(Data shown):
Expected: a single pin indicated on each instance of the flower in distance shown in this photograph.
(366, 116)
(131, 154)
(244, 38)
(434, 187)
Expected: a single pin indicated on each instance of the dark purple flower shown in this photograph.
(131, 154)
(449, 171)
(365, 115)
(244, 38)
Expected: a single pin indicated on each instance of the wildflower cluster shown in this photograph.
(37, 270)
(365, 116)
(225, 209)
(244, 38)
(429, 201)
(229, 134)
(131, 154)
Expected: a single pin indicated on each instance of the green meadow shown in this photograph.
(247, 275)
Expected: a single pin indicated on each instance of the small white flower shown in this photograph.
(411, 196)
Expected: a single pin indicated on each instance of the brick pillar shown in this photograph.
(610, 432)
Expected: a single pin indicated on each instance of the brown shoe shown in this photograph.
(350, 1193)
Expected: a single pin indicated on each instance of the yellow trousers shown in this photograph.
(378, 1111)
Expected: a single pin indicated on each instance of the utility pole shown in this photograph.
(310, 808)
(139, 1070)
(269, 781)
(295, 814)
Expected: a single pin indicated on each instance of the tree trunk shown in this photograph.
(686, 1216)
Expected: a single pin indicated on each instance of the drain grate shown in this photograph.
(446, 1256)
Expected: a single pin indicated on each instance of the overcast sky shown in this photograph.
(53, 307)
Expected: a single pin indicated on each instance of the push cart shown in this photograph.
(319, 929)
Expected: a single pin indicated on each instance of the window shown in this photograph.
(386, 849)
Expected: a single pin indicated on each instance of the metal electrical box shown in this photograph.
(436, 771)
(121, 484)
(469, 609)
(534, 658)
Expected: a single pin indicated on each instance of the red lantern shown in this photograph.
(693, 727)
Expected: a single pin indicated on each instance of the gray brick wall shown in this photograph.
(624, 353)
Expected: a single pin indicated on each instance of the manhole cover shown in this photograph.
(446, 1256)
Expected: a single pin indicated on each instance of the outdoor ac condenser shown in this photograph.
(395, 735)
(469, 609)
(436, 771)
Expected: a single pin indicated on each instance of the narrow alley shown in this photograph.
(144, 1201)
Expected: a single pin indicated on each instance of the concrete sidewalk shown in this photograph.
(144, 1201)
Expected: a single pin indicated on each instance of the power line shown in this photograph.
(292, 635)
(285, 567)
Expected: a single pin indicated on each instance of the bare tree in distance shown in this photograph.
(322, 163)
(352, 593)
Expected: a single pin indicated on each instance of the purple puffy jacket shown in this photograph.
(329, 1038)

(What is needed): The required result is a verbatim copy of all the entries.

(Output for this task):
Expected: a single pin indicated on each instance of the flower in distance shown in this photograph.
(366, 116)
(131, 154)
(244, 38)
(434, 187)
Expected: a single pin indicated on each instance of the dark purple flower shown in this photograph.
(131, 154)
(449, 171)
(365, 115)
(244, 38)
Expected: a single pin indicated on each instance of the wildflower cluster shown in this photograph.
(37, 270)
(365, 116)
(225, 209)
(244, 38)
(429, 201)
(229, 134)
(131, 154)
Expected: a single pin indicated on each instance of the green meadow shown in this photograph.
(247, 275)
Expected: a single pin indicated on each instance of the small white flower shown in this photograph.
(411, 196)
Expected: a single pin indicated on each instance of the brick pillar shown in this photograph.
(610, 432)
Expected: a single pin indicated on each instance of the brown shoe shown in this photograph.
(350, 1193)
Expected: a single pin indicated on each instance of the yellow trousers shown in this photograph.
(378, 1111)
Expected: a single pin indicated on each instance of the utility pole shown in this photograph.
(310, 808)
(139, 1070)
(269, 781)
(295, 814)
Expected: a single pin indicated on each instance of the tree trunk shown in this photograph.
(686, 1216)
Expected: a single pin indicated on each instance of the drain grate shown in this photograph.
(446, 1256)
Expected: a single pin indicated on each instance of the overcast sky shown in this photograph.
(53, 307)
Expected: a single pin indicated on each instance of the push cart shown in this photograph.
(319, 929)
Expected: a single pin indicated on each instance of the window shown in this photograph.
(386, 849)
Expected: a single pin indicated on each instance of the metal electrical box shown in this photograph.
(436, 771)
(121, 484)
(469, 609)
(534, 658)
Expected: a single pin indicated on each instance of the red lantern shown in this photograph.
(693, 727)
Expected: a single pin indicated on each instance of the gray brick wall shown in this photograph.
(624, 353)
Expected: a single pin indicated on each instance of the manhole cover shown in this photograph.
(446, 1256)
Expected: a single pin indicated on each instance of the outdoor ac condenser shown in this photograph.
(395, 735)
(469, 609)
(436, 771)
Expected: a single pin indicated on each instance of the narrow alley shown in this photograph.
(144, 1201)
Expected: a single pin indicated on each instance of the concrete sidewalk shown in this photograph.
(144, 1201)
Expected: a single pin indicated on each instance of the power line shown in this photograph.
(292, 635)
(285, 567)
Expected: a single pin indicated on each instance of the bare tree in distance shown in this photograph.
(322, 163)
(352, 593)
Expected: a single pin indicated on each instance of the purple puffy jacket shown in this photograph.
(329, 1038)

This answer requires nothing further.